### Requirements
Copy only this range: the line with "Target: baby's ear" through the final line of the material, inclusive at both ends.

### Stored data
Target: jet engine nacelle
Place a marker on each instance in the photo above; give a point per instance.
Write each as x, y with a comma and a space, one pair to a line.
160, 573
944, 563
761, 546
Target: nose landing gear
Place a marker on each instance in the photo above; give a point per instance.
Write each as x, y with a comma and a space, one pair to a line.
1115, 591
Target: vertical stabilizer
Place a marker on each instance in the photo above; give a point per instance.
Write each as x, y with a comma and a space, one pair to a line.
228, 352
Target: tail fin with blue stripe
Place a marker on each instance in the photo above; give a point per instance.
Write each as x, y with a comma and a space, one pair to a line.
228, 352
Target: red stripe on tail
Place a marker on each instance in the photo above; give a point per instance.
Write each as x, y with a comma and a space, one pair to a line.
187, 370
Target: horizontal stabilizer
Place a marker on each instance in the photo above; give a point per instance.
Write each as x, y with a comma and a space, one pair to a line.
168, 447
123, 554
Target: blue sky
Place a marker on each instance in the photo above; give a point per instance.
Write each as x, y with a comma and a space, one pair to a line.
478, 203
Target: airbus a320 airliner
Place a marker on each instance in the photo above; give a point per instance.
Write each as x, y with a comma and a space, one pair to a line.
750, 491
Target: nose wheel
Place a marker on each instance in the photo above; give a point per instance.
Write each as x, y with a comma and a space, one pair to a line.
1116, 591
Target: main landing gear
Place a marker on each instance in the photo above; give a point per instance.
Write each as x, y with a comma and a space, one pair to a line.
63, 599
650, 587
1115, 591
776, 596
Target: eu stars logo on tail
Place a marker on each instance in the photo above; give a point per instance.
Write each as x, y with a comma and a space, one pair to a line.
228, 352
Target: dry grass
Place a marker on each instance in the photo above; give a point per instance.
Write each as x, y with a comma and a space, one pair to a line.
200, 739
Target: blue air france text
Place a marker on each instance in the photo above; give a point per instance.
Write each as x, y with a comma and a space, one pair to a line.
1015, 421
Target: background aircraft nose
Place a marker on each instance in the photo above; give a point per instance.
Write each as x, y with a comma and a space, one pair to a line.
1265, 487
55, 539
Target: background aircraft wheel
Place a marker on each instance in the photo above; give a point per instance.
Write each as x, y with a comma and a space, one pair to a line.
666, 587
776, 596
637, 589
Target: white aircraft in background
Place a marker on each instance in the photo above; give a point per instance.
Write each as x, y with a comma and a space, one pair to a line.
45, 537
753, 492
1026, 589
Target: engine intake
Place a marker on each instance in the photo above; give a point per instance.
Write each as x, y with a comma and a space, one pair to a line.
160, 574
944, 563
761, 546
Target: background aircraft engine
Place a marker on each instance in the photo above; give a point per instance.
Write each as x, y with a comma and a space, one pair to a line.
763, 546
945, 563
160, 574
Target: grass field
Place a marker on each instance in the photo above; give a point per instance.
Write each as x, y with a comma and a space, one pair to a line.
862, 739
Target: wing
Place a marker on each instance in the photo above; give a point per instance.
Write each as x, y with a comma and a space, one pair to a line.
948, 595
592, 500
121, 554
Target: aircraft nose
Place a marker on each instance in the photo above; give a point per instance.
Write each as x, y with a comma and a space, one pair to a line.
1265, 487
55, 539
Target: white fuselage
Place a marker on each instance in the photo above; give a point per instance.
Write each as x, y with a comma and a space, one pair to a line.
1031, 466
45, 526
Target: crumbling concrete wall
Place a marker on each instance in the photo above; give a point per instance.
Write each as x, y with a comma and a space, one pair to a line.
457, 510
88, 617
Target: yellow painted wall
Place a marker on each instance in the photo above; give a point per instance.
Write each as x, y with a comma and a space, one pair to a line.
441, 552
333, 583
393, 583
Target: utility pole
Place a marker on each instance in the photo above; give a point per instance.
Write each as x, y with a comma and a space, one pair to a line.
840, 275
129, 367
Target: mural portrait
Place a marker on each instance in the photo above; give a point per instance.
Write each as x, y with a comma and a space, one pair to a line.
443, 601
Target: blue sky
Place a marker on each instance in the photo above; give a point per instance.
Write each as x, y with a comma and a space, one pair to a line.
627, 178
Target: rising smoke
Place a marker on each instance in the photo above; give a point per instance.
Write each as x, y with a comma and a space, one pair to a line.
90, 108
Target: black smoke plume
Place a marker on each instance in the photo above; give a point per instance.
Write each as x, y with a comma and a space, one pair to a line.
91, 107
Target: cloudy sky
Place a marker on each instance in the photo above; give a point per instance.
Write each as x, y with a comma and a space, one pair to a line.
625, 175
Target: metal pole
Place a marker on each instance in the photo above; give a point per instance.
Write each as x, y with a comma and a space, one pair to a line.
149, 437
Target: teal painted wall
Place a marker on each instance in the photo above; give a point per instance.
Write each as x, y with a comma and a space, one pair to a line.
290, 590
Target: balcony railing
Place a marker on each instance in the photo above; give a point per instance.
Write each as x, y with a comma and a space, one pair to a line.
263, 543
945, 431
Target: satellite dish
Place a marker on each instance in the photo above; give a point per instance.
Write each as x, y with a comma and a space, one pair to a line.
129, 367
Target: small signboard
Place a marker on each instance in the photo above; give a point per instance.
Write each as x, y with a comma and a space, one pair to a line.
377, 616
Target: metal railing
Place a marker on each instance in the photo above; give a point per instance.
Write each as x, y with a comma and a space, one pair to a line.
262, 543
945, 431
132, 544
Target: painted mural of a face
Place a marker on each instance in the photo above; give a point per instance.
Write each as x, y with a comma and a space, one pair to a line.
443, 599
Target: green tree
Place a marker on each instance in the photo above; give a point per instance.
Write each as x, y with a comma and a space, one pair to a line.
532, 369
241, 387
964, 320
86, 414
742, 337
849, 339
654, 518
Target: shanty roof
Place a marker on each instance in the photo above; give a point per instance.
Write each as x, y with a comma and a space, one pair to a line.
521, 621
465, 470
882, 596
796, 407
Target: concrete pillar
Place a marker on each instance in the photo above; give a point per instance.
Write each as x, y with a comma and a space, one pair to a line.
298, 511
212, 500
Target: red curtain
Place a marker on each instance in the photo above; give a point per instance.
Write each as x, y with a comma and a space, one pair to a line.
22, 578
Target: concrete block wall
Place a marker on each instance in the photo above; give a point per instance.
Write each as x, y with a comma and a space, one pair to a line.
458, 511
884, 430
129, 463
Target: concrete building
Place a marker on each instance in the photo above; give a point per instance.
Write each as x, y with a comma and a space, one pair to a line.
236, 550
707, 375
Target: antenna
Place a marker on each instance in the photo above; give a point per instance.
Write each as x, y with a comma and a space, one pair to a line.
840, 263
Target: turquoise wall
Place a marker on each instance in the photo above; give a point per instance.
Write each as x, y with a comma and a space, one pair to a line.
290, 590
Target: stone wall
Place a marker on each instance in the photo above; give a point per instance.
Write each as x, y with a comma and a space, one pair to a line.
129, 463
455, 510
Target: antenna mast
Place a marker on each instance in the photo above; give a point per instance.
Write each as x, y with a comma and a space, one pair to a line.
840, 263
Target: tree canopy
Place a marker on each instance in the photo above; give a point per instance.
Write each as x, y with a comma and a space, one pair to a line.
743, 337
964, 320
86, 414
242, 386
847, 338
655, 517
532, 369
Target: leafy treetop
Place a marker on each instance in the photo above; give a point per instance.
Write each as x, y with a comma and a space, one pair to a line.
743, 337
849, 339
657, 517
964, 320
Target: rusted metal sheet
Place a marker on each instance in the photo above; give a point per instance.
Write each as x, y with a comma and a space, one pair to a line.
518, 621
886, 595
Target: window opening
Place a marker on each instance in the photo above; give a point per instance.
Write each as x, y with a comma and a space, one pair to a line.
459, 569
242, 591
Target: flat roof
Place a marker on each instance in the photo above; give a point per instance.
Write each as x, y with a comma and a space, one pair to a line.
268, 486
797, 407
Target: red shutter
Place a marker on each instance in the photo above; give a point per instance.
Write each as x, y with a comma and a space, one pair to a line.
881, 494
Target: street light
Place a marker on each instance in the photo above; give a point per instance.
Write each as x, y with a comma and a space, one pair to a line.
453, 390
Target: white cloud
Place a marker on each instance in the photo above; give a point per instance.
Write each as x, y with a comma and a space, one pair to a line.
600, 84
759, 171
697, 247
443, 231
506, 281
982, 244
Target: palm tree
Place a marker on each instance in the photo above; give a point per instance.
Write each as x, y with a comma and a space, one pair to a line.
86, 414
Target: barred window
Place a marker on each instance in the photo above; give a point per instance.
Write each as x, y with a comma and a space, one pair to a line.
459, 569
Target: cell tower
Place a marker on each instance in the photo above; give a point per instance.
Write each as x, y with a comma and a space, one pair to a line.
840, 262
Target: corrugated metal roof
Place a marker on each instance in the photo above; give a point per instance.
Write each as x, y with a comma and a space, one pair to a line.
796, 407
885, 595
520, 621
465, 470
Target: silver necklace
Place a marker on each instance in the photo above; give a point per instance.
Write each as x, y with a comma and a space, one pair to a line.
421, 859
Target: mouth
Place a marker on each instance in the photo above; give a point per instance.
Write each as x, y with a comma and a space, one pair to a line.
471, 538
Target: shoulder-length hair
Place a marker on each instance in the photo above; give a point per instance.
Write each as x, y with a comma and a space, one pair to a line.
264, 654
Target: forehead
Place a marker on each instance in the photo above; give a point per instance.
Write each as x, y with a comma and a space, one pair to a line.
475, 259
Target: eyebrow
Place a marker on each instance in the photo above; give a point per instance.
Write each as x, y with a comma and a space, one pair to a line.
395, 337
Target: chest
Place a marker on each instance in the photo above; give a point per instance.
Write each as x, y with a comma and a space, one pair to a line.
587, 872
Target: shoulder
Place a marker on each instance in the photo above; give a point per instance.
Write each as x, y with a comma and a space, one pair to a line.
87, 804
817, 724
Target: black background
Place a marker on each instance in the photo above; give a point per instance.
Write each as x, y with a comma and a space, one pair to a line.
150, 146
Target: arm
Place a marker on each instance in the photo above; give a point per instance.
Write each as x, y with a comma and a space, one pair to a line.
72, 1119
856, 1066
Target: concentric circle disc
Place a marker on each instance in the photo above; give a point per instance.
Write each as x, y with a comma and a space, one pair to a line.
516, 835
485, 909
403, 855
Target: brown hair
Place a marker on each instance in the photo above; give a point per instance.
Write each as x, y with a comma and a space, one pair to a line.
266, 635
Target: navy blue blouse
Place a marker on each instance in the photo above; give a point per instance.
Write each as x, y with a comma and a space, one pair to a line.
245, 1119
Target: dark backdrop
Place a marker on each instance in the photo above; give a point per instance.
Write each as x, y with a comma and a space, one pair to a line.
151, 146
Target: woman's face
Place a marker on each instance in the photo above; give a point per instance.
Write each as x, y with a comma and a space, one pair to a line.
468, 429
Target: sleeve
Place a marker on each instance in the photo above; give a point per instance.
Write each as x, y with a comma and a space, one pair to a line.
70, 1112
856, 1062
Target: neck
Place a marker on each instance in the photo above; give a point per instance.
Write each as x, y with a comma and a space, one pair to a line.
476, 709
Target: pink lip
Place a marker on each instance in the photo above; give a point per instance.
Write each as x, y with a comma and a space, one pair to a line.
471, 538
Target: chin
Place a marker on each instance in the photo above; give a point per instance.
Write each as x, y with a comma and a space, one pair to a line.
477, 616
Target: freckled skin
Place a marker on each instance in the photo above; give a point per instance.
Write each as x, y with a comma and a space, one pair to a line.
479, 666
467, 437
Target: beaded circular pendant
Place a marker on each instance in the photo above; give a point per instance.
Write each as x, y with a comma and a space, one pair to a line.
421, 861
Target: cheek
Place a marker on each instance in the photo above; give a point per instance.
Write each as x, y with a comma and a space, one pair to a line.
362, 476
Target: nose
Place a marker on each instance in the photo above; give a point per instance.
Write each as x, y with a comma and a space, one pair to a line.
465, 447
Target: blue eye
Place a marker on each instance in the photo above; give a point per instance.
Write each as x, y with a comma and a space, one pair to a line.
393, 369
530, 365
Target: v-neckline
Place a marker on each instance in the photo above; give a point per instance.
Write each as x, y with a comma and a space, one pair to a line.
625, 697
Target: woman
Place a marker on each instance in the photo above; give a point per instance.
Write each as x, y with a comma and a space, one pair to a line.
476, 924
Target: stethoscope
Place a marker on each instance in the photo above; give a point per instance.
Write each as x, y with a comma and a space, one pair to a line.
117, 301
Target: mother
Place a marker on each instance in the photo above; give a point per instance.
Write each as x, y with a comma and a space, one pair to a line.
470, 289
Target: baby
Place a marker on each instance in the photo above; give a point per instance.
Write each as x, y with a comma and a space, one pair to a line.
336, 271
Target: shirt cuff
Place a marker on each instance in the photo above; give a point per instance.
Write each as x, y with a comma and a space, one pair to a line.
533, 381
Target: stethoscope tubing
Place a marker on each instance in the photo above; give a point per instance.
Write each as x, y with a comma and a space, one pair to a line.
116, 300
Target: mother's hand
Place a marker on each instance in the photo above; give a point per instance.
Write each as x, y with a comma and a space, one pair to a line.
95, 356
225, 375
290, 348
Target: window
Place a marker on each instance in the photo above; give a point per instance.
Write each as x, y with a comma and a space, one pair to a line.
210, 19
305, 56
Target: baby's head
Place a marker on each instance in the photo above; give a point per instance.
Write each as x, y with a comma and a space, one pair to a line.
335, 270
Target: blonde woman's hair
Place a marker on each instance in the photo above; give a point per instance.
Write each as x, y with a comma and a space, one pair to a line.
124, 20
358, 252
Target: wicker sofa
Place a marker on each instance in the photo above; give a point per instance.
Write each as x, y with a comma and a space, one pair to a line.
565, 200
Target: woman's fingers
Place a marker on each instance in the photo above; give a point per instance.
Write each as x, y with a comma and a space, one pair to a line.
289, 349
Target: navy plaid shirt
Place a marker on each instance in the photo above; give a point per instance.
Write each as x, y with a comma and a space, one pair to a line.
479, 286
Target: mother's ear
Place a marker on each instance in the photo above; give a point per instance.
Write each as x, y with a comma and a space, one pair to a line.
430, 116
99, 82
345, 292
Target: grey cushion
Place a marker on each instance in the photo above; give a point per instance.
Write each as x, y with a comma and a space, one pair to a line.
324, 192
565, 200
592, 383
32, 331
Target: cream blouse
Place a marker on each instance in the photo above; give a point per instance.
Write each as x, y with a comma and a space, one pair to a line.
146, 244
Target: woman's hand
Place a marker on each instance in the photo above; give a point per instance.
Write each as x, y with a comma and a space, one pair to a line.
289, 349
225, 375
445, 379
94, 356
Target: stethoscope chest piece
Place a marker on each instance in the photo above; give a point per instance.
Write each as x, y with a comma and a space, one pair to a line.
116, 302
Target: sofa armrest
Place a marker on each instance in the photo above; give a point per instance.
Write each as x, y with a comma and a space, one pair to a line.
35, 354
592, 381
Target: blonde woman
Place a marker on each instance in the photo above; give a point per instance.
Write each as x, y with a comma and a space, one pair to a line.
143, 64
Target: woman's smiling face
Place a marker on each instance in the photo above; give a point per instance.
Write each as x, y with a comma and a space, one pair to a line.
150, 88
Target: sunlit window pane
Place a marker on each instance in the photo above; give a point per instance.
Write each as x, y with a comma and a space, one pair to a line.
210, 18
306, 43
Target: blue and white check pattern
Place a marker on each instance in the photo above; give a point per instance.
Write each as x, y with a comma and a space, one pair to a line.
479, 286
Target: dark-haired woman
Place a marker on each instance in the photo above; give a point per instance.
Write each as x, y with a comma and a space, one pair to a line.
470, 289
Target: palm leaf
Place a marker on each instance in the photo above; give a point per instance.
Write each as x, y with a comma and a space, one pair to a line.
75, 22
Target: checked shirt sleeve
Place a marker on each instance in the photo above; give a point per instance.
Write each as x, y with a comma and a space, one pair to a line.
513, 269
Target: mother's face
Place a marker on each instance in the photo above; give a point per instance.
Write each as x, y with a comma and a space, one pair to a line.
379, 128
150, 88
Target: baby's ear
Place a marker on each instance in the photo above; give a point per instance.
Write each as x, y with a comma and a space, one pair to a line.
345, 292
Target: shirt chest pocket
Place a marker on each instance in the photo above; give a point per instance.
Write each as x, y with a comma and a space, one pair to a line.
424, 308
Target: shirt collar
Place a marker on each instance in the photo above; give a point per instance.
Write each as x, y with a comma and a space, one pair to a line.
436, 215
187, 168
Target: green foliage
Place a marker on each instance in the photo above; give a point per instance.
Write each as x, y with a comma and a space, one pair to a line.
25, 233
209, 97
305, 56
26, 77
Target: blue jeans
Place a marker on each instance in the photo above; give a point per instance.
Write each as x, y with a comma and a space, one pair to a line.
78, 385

### Written solution
Target: baby's ear
Place a marker on each instance in the photo above; give a point per instance.
Write each as x, y with a comma and a space, one pair to a line.
345, 292
Target: shirt chest pocket
Place a marker on each instance in the photo above; give a point per instance.
Write each as x, y with a comma and a space, one pair to a line.
424, 308
Target: shirt collar
Place a marker on each instance in the photo above; give a point per instance.
Write each as x, y with a comma and a space, one pair to a line.
436, 215
187, 168
Target: green foliage
Place a marker on each instance in the photo above; give a point per instance.
Write each as x, y with a comma and a space, one pair to a line.
25, 233
209, 97
305, 56
26, 77
Target: blue jeans
Place a marker on each instance in the photo above; give a point per instance.
Write each as x, y with a comma and a space, one pair to a line.
78, 385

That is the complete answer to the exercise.